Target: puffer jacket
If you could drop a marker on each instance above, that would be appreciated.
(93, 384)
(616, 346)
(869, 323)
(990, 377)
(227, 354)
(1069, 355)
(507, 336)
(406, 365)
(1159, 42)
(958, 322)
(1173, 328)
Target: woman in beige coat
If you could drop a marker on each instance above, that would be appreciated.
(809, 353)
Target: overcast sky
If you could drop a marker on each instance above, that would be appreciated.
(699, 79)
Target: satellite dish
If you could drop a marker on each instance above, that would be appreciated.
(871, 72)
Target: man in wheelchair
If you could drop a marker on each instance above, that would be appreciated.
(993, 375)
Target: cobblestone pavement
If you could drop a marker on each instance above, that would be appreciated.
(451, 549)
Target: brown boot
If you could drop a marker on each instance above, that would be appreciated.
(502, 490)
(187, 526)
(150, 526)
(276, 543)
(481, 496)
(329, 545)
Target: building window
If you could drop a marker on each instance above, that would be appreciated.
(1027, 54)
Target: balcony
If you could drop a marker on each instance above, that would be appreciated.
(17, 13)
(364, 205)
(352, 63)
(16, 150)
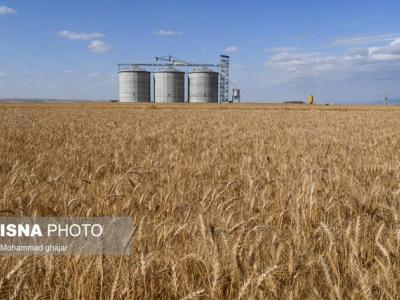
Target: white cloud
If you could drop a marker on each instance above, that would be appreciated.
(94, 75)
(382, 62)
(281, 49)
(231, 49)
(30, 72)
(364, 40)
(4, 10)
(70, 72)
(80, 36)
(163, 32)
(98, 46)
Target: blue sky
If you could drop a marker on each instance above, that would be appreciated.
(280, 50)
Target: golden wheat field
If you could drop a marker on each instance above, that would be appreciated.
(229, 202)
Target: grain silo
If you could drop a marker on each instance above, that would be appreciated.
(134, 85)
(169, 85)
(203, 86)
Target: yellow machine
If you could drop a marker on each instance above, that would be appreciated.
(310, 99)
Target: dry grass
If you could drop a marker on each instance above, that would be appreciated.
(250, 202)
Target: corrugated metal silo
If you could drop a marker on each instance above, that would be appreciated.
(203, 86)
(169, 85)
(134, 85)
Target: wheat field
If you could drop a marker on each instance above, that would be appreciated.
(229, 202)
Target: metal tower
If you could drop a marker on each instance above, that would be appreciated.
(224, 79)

====================

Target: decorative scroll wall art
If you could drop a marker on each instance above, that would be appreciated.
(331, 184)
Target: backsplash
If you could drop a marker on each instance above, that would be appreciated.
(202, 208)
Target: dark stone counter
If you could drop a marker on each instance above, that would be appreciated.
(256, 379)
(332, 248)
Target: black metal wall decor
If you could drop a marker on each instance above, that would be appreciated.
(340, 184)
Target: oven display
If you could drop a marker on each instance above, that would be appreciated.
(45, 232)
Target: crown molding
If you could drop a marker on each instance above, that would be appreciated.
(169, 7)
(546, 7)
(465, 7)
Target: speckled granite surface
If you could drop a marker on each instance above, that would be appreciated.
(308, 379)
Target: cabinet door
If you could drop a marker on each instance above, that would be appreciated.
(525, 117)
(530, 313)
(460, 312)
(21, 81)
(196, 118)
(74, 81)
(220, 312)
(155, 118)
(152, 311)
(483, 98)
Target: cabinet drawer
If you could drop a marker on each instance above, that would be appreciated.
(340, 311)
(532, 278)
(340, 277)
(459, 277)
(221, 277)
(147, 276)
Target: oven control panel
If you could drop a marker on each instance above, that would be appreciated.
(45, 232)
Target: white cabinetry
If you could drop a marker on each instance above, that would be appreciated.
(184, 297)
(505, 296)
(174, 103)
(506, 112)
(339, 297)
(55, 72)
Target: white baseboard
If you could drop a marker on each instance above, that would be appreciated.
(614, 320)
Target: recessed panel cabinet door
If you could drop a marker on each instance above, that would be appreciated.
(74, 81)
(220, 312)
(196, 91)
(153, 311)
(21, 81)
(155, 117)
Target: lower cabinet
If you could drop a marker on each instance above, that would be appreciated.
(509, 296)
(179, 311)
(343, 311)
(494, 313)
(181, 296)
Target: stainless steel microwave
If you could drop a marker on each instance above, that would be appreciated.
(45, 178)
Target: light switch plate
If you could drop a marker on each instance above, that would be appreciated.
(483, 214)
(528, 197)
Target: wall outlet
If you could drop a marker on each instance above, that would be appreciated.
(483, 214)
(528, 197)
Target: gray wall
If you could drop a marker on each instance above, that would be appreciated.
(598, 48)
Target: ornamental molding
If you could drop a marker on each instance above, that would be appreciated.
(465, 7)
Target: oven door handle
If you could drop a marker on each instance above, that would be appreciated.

====================

### [WHAT YOU ARE ASKED TO DO]
Your answer should consist only of the lines above between the line holding "Target: white cabinetry" and the line holding "Target: recessed panel cabinet door", inclusive, each transcribed exactly.

### [TASK RESULT]
Target: white cabinetry
If you could drop a marker on each instance above, that would be appreciated.
(184, 297)
(505, 296)
(174, 103)
(506, 112)
(339, 297)
(55, 72)
Target: white baseboard
If you could drop a marker on each instance above, that would be appreciated.
(614, 320)
Target: recessed panel cabinet door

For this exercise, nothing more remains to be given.